General characteristics
- Type: Ship's tender
- Displacement: 7.8 tons
- Length: 36 ft (11 m)
- Beam: 7 ft 9 in (2.36 m)
- Draft: 2 ft 6 in (0.76 m)
- Speed: 10 knots

= USS Resolute (SP-3003) =

Tender of the United States Navy

Note: This ship should not be confused with the third or fourth , which were in commission at the same time.

The fifth USS Resolute (SP-3003), also referred to by the designation ID-3003, was a motorboat that entered service in the United States Navy as a ship's tender in 1918.

Resolute was built as a private motorboat during 1913 at the yard of Robert Jacob at City Island, New York. The U.S. Navy acquired her on 21 January 1918 from her owner, George A. Cormack of New York City, for use during World War I, placing her in service as USS Resolute, designated either SP-3003 or ID-3003, the difference in reported designation occurring perhaps because the U.S. Navy sometimes used the "SP" and "Id. No." designations interchangeably for civilian vessels procured for World War I service.

WORK ORDER 1 :: Decide whether each statement below agrees with the USS Resolute text. Answer yes or no for each, and quote the deciding words of the text exactly. (a) Resolute was built in 1913 at City Island, New York. (b) The Navy acquired Resolute from Robert Jacob. (c) Resolute had a speed of 12 knots.
WORK ORDER 2 :: Print the part of the USS Resolute text from "Tender of the" up to and including "War I service.", without changes.
WORK ORDER 3 :: Carry on the USS Resolute text from the point where it stops.

RECORD EXTRACTS ::
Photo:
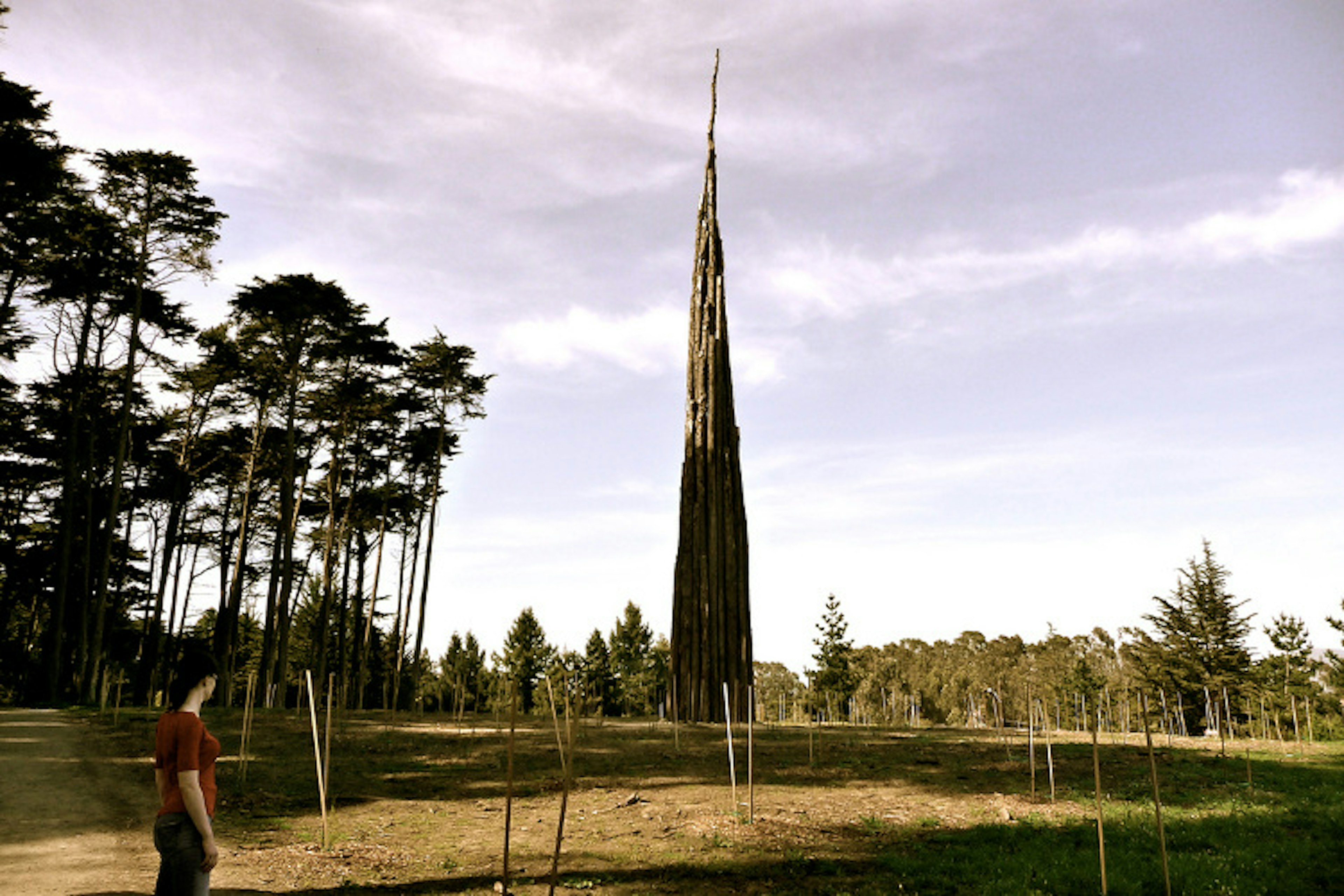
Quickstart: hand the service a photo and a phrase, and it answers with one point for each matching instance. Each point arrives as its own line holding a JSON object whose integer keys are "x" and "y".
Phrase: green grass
{"x": 1281, "y": 833}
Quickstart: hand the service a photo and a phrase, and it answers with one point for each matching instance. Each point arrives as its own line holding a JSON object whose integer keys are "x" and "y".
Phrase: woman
{"x": 185, "y": 773}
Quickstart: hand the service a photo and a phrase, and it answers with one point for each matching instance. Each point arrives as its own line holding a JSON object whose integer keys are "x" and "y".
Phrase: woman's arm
{"x": 195, "y": 801}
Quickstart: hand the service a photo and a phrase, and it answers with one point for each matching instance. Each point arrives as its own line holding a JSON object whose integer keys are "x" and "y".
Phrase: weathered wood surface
{"x": 712, "y": 614}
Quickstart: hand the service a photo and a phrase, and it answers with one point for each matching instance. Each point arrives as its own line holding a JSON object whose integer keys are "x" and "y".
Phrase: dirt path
{"x": 70, "y": 821}
{"x": 73, "y": 820}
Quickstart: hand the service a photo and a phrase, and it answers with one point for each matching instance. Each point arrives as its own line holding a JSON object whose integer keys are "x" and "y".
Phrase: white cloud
{"x": 651, "y": 343}
{"x": 1304, "y": 211}
{"x": 648, "y": 343}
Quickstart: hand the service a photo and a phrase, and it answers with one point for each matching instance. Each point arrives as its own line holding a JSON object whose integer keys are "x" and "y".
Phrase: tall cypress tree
{"x": 712, "y": 616}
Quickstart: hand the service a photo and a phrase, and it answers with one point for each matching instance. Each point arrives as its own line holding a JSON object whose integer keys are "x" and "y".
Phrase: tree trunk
{"x": 712, "y": 617}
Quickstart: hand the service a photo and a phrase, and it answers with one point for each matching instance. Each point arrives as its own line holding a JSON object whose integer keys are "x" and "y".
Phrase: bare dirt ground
{"x": 70, "y": 821}
{"x": 76, "y": 819}
{"x": 420, "y": 809}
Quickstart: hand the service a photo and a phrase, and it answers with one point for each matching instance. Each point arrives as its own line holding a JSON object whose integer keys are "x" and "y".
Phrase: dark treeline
{"x": 1190, "y": 657}
{"x": 279, "y": 471}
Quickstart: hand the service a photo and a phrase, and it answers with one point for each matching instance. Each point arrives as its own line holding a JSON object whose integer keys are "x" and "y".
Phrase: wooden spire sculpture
{"x": 712, "y": 616}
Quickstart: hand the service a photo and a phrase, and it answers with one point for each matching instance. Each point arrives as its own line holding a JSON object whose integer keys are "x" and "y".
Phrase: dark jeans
{"x": 181, "y": 855}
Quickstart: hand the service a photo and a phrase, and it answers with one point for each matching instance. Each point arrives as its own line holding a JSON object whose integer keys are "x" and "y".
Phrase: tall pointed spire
{"x": 712, "y": 614}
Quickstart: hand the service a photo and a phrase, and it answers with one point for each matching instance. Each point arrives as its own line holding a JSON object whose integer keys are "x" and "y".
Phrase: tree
{"x": 462, "y": 667}
{"x": 777, "y": 688}
{"x": 834, "y": 678}
{"x": 712, "y": 612}
{"x": 526, "y": 656}
{"x": 1291, "y": 667}
{"x": 632, "y": 655}
{"x": 170, "y": 229}
{"x": 1199, "y": 647}
{"x": 1335, "y": 670}
{"x": 596, "y": 676}
{"x": 441, "y": 377}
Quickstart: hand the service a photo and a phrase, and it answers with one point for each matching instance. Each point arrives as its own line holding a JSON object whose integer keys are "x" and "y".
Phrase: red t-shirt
{"x": 182, "y": 743}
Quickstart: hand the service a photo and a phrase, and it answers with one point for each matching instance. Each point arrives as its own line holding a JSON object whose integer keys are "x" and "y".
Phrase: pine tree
{"x": 834, "y": 678}
{"x": 1201, "y": 636}
{"x": 526, "y": 656}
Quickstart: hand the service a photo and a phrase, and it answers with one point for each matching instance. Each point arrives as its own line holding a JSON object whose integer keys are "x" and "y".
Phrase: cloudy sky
{"x": 1027, "y": 298}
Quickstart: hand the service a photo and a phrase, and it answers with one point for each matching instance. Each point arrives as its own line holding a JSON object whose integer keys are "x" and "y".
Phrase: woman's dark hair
{"x": 193, "y": 667}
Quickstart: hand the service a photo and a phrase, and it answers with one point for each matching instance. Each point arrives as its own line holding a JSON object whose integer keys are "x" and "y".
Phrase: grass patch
{"x": 878, "y": 812}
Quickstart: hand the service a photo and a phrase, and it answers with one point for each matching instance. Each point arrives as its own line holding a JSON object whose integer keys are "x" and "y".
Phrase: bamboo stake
{"x": 750, "y": 758}
{"x": 246, "y": 737}
{"x": 566, "y": 771}
{"x": 728, "y": 724}
{"x": 1158, "y": 800}
{"x": 677, "y": 713}
{"x": 1050, "y": 760}
{"x": 1101, "y": 836}
{"x": 318, "y": 753}
{"x": 1031, "y": 742}
{"x": 509, "y": 788}
{"x": 327, "y": 745}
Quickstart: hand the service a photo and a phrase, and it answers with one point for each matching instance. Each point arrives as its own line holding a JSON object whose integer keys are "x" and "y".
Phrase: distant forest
{"x": 269, "y": 460}
{"x": 288, "y": 461}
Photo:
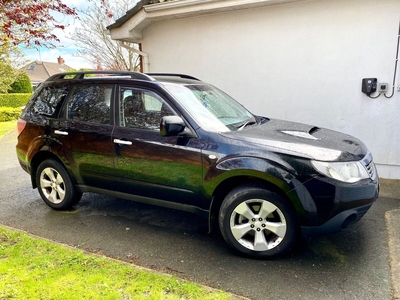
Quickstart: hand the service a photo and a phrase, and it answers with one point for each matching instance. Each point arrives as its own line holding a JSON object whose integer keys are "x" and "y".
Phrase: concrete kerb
{"x": 393, "y": 227}
{"x": 391, "y": 189}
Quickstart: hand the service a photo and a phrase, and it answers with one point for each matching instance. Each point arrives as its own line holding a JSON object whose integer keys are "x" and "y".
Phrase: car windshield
{"x": 211, "y": 108}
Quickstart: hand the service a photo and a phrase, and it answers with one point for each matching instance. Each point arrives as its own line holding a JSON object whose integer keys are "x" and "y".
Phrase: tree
{"x": 21, "y": 85}
{"x": 9, "y": 56}
{"x": 30, "y": 22}
{"x": 96, "y": 45}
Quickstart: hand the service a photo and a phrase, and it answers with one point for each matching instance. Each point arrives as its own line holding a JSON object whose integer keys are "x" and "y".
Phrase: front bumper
{"x": 337, "y": 206}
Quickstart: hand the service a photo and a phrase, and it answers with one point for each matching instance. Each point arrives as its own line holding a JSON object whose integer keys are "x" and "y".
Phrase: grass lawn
{"x": 33, "y": 268}
{"x": 7, "y": 126}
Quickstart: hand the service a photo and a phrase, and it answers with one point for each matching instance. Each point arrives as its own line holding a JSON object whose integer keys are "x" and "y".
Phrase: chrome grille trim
{"x": 369, "y": 166}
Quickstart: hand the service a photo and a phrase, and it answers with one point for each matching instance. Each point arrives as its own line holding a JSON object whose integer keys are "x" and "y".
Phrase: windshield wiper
{"x": 247, "y": 123}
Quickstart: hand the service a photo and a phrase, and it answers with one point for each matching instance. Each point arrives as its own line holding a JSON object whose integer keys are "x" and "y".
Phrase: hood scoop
{"x": 303, "y": 134}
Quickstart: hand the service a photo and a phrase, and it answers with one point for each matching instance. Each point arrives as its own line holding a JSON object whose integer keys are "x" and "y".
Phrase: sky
{"x": 66, "y": 47}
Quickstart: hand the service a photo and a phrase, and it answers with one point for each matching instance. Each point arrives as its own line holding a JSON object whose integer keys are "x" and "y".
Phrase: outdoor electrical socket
{"x": 383, "y": 87}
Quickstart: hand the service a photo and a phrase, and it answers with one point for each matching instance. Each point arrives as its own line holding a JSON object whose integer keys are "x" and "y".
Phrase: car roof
{"x": 123, "y": 75}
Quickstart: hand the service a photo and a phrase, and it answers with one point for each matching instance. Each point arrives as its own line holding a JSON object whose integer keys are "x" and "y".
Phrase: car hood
{"x": 301, "y": 140}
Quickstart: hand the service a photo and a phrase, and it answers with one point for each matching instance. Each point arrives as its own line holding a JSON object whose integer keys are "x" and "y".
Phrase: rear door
{"x": 85, "y": 131}
{"x": 147, "y": 164}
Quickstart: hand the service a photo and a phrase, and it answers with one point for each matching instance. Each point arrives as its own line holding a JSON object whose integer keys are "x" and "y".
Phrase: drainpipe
{"x": 145, "y": 56}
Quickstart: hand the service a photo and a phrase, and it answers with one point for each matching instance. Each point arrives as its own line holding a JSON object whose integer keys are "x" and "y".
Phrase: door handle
{"x": 60, "y": 132}
{"x": 122, "y": 142}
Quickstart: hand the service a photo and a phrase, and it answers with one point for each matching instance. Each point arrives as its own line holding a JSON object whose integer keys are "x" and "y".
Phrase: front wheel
{"x": 257, "y": 222}
{"x": 55, "y": 185}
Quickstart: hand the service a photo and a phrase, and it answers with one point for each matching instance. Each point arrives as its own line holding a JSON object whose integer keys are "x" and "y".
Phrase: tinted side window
{"x": 90, "y": 103}
{"x": 48, "y": 100}
{"x": 142, "y": 109}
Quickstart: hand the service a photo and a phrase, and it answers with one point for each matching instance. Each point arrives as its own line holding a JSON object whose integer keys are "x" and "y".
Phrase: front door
{"x": 147, "y": 164}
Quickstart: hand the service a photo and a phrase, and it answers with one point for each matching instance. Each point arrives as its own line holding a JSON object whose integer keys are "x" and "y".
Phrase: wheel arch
{"x": 228, "y": 184}
{"x": 37, "y": 159}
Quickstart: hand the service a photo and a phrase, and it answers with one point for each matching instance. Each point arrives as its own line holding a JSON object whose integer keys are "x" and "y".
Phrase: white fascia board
{"x": 131, "y": 31}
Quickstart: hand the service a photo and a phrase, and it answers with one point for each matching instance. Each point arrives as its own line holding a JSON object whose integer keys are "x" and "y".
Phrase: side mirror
{"x": 171, "y": 126}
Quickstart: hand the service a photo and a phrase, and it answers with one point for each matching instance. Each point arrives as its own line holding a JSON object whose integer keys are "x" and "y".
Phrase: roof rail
{"x": 173, "y": 75}
{"x": 81, "y": 75}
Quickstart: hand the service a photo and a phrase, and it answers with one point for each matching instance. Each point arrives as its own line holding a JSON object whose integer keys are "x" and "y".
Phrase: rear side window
{"x": 90, "y": 103}
{"x": 49, "y": 100}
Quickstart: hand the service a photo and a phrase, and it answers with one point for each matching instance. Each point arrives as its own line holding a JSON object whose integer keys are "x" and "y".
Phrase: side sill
{"x": 156, "y": 202}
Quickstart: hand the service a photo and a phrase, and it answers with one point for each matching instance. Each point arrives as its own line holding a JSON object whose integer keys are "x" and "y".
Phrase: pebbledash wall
{"x": 298, "y": 61}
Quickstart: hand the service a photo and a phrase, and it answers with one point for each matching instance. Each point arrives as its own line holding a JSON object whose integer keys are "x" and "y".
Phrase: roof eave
{"x": 129, "y": 28}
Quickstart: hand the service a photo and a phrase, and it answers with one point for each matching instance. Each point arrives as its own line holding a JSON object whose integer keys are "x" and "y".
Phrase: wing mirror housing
{"x": 173, "y": 126}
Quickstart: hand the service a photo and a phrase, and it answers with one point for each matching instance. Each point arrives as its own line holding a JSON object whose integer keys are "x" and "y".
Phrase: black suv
{"x": 174, "y": 141}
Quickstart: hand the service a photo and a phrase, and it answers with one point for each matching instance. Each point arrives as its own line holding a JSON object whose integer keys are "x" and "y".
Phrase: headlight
{"x": 346, "y": 171}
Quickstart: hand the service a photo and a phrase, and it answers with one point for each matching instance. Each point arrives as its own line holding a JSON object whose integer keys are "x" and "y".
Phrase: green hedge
{"x": 14, "y": 100}
{"x": 9, "y": 114}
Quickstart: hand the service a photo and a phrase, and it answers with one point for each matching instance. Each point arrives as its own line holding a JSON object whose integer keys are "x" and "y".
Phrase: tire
{"x": 257, "y": 222}
{"x": 55, "y": 185}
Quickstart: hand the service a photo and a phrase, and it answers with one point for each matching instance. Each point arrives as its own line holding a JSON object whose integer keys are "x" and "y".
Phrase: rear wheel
{"x": 55, "y": 185}
{"x": 257, "y": 222}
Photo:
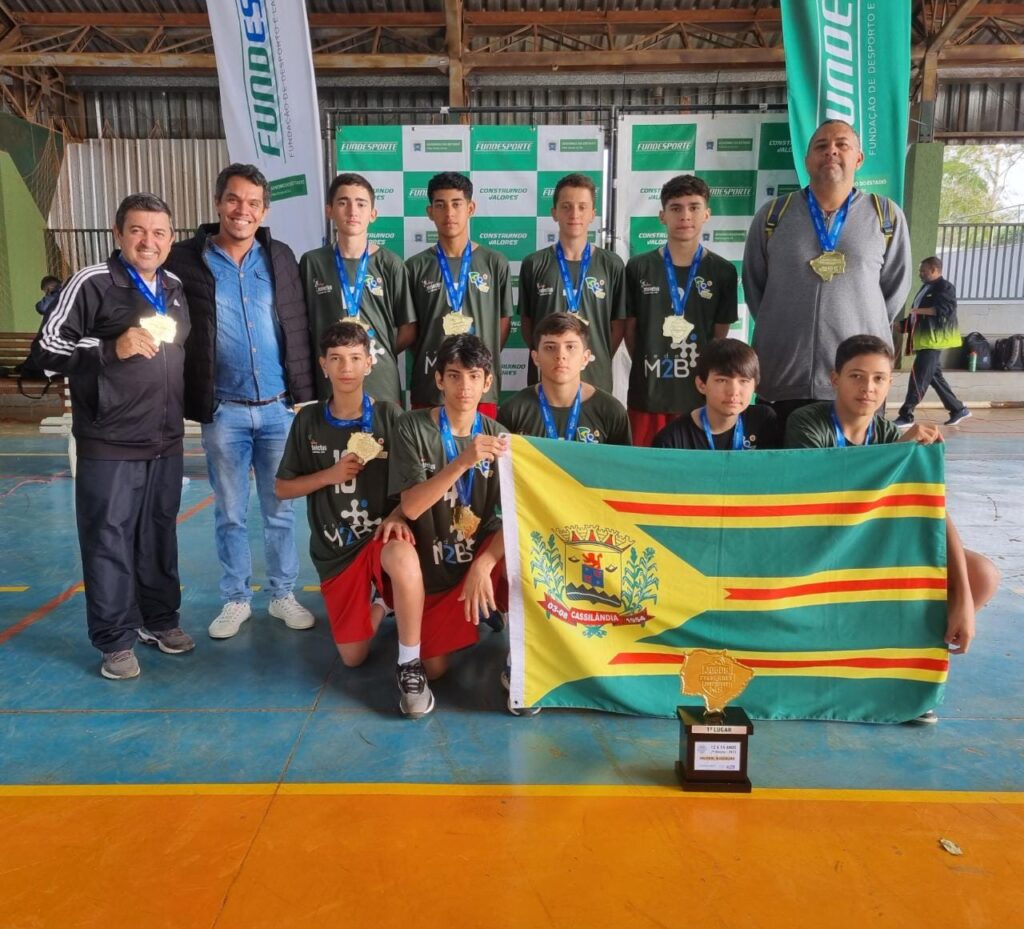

WRITTEN RESPONSE 1 ::
(a) Yes: "Resolute was built as a private motorboat during 1913 at the yard of Robert Jacob at City Island, New York."
(b) No: "The U.S. Navy acquired her on 21 January 1918 from her owner, George A. Cormack of New York City"
(c) No: "Speed: 10 knots"

WRITTEN RESPONSE 2 ::
Tender of the United States Navy

Note: This ship should not be confused with the third or fourth , which were in commission at the same time.

The fifth USS Resolute (SP-3003), also referred to by the designation ID-3003, was a motorboat that entered service in the United States Navy as a ship's tender in 1918.

Resolute was built as a private motorboat during 1913 at the yard of Robert Jacob at City Island, New York. The U.S. Navy acquired her on 21 January 1918 from her owner, George A. Cormack of New York City, for use during World War I, placing her in service as USS Resolute, designated either SP-3003 or ID-3003, the difference in reported designation occurring perhaps because the U.S. Navy sometimes used the "SP" and "Id. No." designations interchangeably for civilian vessels procured for World War I service.

WRITTEN RESPONSE 3 ::
Resolute served her entire U.S. Navy career as a ship's tender for the transport USS Mount Vernon (ID-4508), and was carried aboard Mount Vernon for use at Mount Vernons various ports of call.

Records of Resolutes career otherwise are lacking. Mount Vernon was decommissioned in September 1919, and it is likely that Resolute was disposed of, perhaps by sale, around that time.